▶ _Task brief_: Please count the lines in the records below that contain the word "jacket", with case counting, and reply with only the number.

=-=-=-=-=

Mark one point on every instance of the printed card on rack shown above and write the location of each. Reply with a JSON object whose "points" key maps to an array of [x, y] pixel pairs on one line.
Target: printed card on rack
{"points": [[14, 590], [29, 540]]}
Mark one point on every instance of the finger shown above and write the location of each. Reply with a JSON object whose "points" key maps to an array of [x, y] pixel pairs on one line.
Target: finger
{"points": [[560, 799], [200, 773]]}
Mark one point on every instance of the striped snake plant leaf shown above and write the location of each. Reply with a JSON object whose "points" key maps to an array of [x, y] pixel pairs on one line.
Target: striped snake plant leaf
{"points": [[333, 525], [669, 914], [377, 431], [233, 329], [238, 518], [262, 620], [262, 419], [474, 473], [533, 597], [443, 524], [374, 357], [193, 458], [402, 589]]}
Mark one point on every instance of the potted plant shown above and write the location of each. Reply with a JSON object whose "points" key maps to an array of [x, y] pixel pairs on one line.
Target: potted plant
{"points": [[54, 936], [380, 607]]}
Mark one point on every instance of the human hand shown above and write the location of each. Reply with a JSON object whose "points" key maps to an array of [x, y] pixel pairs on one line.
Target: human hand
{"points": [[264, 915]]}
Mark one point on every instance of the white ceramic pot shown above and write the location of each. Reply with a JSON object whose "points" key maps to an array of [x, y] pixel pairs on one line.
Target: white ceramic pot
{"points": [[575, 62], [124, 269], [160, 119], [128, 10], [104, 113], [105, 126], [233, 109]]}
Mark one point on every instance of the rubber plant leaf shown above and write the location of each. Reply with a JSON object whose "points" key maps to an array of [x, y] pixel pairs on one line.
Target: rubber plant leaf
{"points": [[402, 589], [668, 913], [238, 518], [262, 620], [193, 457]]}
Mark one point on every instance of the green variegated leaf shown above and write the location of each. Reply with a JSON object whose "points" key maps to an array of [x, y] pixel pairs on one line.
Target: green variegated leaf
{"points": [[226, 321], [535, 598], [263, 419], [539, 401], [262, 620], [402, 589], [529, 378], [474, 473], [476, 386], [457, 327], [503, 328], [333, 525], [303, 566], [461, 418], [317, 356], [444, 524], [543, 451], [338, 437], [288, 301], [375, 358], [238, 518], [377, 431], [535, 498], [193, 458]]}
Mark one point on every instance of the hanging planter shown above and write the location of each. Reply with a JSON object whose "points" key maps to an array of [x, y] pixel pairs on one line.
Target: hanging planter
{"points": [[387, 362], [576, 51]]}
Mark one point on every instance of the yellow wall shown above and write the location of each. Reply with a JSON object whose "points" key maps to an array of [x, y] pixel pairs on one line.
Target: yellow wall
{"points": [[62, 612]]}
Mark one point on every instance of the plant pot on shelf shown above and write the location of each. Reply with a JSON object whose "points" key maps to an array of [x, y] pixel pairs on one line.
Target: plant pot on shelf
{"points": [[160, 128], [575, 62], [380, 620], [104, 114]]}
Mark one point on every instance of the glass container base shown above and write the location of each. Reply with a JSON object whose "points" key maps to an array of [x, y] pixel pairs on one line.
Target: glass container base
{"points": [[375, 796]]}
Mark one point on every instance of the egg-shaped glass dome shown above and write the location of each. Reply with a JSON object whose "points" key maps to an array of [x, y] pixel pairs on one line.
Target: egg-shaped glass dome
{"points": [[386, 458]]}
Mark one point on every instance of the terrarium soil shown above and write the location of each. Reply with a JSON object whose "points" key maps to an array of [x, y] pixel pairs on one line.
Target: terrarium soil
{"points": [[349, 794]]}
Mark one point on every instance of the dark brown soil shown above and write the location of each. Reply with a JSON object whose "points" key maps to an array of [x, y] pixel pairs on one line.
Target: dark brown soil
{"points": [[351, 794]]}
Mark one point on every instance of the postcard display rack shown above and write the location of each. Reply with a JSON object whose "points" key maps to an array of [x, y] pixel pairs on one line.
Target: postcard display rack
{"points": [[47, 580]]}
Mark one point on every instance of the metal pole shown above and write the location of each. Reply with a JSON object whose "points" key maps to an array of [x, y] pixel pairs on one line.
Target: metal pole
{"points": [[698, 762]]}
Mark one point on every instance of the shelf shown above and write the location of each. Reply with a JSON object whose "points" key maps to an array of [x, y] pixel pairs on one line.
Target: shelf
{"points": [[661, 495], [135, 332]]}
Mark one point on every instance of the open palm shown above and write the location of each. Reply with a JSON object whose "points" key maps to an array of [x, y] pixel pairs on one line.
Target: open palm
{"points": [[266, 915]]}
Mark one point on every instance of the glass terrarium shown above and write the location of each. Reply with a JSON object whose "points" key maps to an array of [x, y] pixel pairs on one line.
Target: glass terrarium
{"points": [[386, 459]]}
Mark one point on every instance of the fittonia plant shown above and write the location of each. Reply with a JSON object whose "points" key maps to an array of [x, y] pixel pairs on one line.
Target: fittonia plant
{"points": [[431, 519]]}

=-=-=-=-=

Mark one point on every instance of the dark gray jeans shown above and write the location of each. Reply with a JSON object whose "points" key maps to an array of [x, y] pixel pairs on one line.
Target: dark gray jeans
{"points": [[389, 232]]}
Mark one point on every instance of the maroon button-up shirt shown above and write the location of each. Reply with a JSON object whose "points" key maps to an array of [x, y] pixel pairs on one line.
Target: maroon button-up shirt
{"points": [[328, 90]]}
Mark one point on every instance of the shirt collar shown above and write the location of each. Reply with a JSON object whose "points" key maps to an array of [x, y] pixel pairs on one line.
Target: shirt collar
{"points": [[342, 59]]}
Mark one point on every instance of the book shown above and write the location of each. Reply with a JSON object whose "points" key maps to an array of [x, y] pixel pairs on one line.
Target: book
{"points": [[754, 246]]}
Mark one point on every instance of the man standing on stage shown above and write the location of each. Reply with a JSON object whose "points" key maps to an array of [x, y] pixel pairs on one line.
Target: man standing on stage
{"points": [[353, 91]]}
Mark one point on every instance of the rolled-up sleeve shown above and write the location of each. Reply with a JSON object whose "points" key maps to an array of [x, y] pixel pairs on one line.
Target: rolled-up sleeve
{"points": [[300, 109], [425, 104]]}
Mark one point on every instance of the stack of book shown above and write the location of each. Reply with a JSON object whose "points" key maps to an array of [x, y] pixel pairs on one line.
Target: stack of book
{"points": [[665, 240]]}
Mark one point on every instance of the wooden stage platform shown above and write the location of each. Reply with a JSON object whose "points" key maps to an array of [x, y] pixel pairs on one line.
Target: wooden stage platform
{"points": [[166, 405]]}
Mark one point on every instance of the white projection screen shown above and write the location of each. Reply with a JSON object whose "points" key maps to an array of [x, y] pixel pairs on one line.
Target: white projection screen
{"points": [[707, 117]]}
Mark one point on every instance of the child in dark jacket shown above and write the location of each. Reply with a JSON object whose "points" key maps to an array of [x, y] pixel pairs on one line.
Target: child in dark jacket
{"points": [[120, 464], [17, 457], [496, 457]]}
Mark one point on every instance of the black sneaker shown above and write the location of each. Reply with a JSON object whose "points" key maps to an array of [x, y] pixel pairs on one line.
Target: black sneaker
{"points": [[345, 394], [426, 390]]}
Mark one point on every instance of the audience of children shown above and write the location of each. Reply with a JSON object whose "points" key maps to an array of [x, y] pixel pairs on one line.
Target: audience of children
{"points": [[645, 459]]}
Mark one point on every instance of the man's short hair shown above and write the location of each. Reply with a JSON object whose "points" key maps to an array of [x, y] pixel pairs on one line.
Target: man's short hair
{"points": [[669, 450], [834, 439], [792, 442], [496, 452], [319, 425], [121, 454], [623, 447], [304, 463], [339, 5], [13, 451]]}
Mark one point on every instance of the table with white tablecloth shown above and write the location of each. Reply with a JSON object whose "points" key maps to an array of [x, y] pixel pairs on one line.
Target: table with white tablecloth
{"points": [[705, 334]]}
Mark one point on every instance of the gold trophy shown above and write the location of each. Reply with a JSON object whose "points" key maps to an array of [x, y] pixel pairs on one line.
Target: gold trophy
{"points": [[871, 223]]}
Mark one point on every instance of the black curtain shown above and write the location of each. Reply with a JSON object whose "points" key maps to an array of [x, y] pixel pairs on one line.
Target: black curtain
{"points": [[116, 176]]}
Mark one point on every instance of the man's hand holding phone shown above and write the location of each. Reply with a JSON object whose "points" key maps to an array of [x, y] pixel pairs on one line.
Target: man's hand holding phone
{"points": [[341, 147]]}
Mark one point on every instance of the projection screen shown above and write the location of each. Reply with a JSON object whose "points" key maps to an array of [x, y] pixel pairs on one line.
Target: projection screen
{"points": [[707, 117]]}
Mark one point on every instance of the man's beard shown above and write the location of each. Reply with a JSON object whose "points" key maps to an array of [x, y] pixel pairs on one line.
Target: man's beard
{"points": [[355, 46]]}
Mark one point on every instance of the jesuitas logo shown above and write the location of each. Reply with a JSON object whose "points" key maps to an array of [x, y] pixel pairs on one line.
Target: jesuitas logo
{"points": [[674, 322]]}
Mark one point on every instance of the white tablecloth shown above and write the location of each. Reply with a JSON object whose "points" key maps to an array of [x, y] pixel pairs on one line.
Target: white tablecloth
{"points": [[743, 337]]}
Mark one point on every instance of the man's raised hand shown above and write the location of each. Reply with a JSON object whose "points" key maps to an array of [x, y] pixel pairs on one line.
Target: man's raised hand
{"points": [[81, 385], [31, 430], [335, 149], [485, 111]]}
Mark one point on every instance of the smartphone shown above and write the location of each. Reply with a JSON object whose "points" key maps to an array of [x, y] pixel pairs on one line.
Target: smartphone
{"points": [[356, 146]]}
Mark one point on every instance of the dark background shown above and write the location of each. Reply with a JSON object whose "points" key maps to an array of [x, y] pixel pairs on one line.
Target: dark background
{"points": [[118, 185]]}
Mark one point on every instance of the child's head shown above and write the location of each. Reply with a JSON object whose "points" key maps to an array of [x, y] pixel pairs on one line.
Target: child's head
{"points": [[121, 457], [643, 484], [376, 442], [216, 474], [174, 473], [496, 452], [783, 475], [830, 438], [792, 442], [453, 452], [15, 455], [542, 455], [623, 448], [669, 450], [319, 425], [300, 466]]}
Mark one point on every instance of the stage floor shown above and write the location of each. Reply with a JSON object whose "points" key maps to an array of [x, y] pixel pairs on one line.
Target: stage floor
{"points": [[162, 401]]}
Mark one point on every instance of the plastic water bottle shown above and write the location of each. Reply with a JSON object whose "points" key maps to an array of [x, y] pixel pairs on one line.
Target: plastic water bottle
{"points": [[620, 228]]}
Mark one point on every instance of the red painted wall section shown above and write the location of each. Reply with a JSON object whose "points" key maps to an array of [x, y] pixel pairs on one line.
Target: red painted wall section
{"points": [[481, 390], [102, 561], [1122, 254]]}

=-=-=-=-=

▶ _Answer to the exercise_: 2